===== Supplied material

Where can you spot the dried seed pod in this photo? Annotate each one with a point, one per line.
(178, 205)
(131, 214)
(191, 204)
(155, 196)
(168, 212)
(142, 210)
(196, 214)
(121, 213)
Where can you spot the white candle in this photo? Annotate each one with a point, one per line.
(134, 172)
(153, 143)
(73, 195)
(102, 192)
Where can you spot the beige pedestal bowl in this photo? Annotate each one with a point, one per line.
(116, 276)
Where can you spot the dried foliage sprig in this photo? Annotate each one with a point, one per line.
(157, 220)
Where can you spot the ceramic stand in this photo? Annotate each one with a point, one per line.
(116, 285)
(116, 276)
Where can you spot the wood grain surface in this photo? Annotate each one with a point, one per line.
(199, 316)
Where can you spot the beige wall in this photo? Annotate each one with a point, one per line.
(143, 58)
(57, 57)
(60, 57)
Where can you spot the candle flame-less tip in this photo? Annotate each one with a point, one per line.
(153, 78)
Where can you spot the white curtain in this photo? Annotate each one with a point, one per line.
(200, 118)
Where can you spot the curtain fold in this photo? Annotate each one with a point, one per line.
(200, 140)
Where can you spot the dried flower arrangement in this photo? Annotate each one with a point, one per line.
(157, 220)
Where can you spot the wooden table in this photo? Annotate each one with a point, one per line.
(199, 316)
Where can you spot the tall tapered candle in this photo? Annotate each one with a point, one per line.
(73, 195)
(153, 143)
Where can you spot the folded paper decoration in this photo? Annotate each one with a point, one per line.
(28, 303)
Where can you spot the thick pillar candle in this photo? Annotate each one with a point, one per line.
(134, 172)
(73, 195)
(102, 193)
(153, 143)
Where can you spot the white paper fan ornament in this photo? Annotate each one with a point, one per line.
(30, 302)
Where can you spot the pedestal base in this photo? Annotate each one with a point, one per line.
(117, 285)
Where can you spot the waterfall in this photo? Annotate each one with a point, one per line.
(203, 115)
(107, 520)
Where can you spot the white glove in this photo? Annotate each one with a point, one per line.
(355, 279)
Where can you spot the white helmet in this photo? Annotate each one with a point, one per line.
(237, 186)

==========

**Problem statement**
Place each line of the records above into a JSON list of strings, one string per line, omitting any blank lines.

**Result of this task**
[
  "Where can you spot the dried seed pod in this photo? Annotate each one with a point, one per line.",
  "(178, 205)",
  "(131, 214)",
  "(191, 204)",
  "(155, 196)",
  "(168, 212)",
  "(142, 210)",
  "(196, 214)",
  "(121, 213)",
  "Where can you spot the white candle in this photo? Annotate each one with a point, one per line.",
  "(134, 172)",
  "(153, 143)",
  "(73, 195)",
  "(102, 192)",
  "Where can you spot the beige pedestal bowl in this photo? Annotate each one with a point, one per line.",
  "(116, 276)",
  "Where can you spot the dried foliage sprig in this photo? Annotate each one with a point, one per line.",
  "(157, 220)",
  "Where can you spot the ceramic stand in this photo? Annotate each one with a point, one per line.",
  "(116, 285)",
  "(116, 276)",
  "Where can you spot the wood grain surface in this photo? Annotate each one with a point, one per line.",
  "(199, 316)",
  "Where can you spot the beige wall in this photo? Annotate each one with a point, one per line.",
  "(143, 58)",
  "(57, 57)",
  "(60, 57)",
  "Where can you spot the candle flame-less tip in this photo? Annotate each one with a point, one per line.",
  "(153, 78)",
  "Where can you spot the white curtain in this photo? Annotate each one with a point, one per line.",
  "(200, 118)",
  "Where can you spot the curtain fold in this photo? Annotate each one with a point, one per line.",
  "(200, 140)",
  "Where can you spot the dried flower arrangement in this photo? Annotate each one with a point, one per line.",
  "(157, 220)",
  "Where can you spot the wooden table in this photo? Annotate each one with a point, one per line.",
  "(199, 316)",
  "Where can you spot the tall tapered candle in this photo? Annotate each one with a point, one per line.",
  "(73, 195)",
  "(153, 143)",
  "Where can you spot the folded paper decoration in this photo? Annotate each one with a point, one per line.",
  "(28, 303)",
  "Where can you spot the thick pillar candle in this photo? Annotate each one with a point, one per line.",
  "(134, 172)",
  "(73, 195)",
  "(102, 193)",
  "(153, 143)",
  "Where can you spot the white paper fan ornament in this photo? Annotate each one with a point, one per line.",
  "(30, 302)",
  "Where can you spot the pedestal base in this photo? Annotate each one with a point, one per line.",
  "(117, 285)",
  "Where can you spot the waterfall in this photo? Annotate each one with a point, one per line.",
  "(203, 115)",
  "(107, 520)",
  "Where can you spot the white glove in this photo? Annotate each one with a point, one per line.",
  "(355, 279)",
  "Where can you spot the white helmet in this photo? Annotate each one with a point, one per line.",
  "(237, 186)"
]